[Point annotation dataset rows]

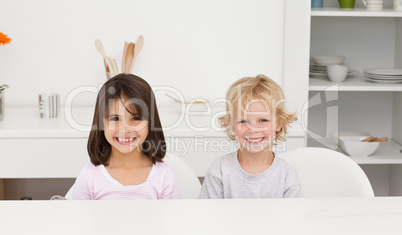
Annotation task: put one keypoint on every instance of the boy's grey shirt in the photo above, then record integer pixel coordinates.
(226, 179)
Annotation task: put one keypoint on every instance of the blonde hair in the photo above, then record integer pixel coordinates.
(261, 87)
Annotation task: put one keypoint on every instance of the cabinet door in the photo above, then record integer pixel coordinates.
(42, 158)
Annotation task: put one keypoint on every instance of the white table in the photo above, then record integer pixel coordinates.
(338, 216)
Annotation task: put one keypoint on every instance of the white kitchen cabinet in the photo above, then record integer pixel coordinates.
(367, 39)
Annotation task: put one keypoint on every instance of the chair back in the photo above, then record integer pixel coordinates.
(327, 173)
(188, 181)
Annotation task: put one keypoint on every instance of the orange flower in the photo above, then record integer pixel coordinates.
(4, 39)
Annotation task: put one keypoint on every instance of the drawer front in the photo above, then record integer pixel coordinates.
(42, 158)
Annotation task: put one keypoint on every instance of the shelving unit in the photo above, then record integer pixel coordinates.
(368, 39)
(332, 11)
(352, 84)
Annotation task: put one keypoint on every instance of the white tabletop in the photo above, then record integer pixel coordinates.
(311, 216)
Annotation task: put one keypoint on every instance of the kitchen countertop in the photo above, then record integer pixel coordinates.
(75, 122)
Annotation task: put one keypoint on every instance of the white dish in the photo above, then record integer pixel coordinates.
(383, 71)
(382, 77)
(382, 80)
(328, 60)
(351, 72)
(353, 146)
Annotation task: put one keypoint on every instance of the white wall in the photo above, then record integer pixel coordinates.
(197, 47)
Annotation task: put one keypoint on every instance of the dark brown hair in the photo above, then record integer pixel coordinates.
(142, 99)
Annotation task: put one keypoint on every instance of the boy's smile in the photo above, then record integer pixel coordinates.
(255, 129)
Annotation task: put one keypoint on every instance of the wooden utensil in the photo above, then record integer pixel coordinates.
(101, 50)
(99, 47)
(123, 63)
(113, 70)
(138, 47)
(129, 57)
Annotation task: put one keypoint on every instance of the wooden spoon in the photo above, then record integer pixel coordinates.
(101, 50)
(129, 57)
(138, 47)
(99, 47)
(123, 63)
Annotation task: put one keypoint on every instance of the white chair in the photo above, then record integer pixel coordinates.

_DIRECTION_: Set out every one of the rows above as a numbered list, omitting blank lines and leaving out the pictures.

_FULL RESPONSE_:
1. Annotation task: put one keypoint on every instance of the boy's grey shirt in the photo above, then record integer pixel coordinates.
2. (226, 179)
3. Annotation task: put one keypoint on every instance of the blonde hair in the photo above, then record integer pixel coordinates.
4. (261, 87)
5. Annotation task: put one keypoint on every instance of the cabinet door in the photo above, then record integer pixel coordinates.
6. (42, 158)
7. Annotation task: put one keypoint on every instance of the white table in the photo above, then record integer pixel coordinates.
8. (338, 216)
9. Annotation task: put one keypoint on every instance of the white kitchen cabinet in the photo above, then record integer pixel coordinates.
10. (367, 39)
11. Annotation task: put one keypoint on every instance of the chair back in the photo above, then record integer pixel coordinates.
12. (327, 173)
13. (188, 181)
14. Annotation task: put one keypoint on every instance of the orange flower in the photo above, then record integer pixel coordinates.
15. (4, 39)
16. Annotation task: put one keypoint on every instance of the drawer front in the photo above, then record integer pixel coordinates.
17. (42, 158)
18. Annotation task: put one keypoint on every instance of the shelving unit in the photo above, then record integer pixel coordinates.
19. (368, 39)
20. (332, 11)
21. (352, 84)
22. Annotation task: put one keypoint on every instance of the white tabletop in the photo above, then record integer pixel coordinates.
23. (311, 216)
24. Annotation task: put one keypoint on every instance of the kitchen countertop in the photo above, then record integer pixel coordinates.
25. (75, 122)
26. Annotation task: put one keypoint on every instance of the white dish in the photo above, then record integer pixel coordinates.
27. (383, 71)
28. (382, 77)
29. (382, 80)
30. (328, 60)
31. (351, 72)
32. (353, 146)
33. Annotation task: put one keypoint on every instance of the white wall in the photo above, then record integer pixel coordinates.
34. (197, 47)
35. Annotation task: put one keypoint on every instance of the dark brown hair in the photo above, then record integer pixel coordinates.
36. (142, 99)
37. Annotation task: put one keypoint on every instance of the boy's smile in the photo above, then record integer pixel coordinates.
38. (255, 129)
39. Annotation task: put one keypoint on every instance of the wooden utensil in the photo above, then record integer pixel coordinates.
40. (101, 50)
41. (99, 47)
42. (123, 63)
43. (113, 70)
44. (138, 47)
45. (129, 57)
46. Annotation task: put one keypoint on every instance of the wooden spoon in the photo above, then record integer pixel coordinates.
47. (101, 50)
48. (129, 57)
49. (138, 47)
50. (99, 47)
51. (123, 63)
52. Annotation task: put one keypoint on every instance of the white chair in the photo above, then record integer pixel coordinates.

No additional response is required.